-- begin --

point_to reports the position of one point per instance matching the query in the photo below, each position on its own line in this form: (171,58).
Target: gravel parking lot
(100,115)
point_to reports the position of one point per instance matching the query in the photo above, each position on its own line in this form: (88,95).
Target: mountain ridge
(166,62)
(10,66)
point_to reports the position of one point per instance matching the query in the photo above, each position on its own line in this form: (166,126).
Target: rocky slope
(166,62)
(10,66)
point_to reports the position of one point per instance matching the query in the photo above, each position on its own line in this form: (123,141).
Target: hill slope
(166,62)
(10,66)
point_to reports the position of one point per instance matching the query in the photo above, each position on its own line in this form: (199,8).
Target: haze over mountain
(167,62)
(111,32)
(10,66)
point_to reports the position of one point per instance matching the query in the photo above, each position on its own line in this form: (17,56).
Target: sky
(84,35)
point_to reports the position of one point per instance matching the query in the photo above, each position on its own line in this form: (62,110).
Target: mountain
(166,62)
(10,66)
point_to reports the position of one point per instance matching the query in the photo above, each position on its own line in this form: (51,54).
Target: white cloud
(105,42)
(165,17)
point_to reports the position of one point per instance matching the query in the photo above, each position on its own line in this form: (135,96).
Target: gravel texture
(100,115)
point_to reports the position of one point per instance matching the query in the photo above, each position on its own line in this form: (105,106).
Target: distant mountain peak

-- end --

**Problem**
Extract verbatim the lines of the records starting at the line containing "this form: (17,56)." and ending at the final line of the records, with both of those lines included.

**Result for this task**
point_to reports the position of one point per instance matching the query in the photo above, each position on its own line in this form: (17,56).
Target: sky
(84,35)
point_to reports the position of one point per instance matching the query in the photo above, each position on its own line in this form: (62,110).
Target: mountain
(166,62)
(10,66)
point_to reports the position of one point per instance matching the query in the photo above, each position on its own line in this form: (51,54).
Target: white cloud
(105,42)
(165,17)
point_to reports the position of one point per instance matching the query in the photo above, each position on its own line in this form: (135,96).
Target: gravel texture
(100,115)
point_to reports the position of one point per instance matching the query in the photo above, each position on its own line in this form: (105,106).
Target: distant mountain peak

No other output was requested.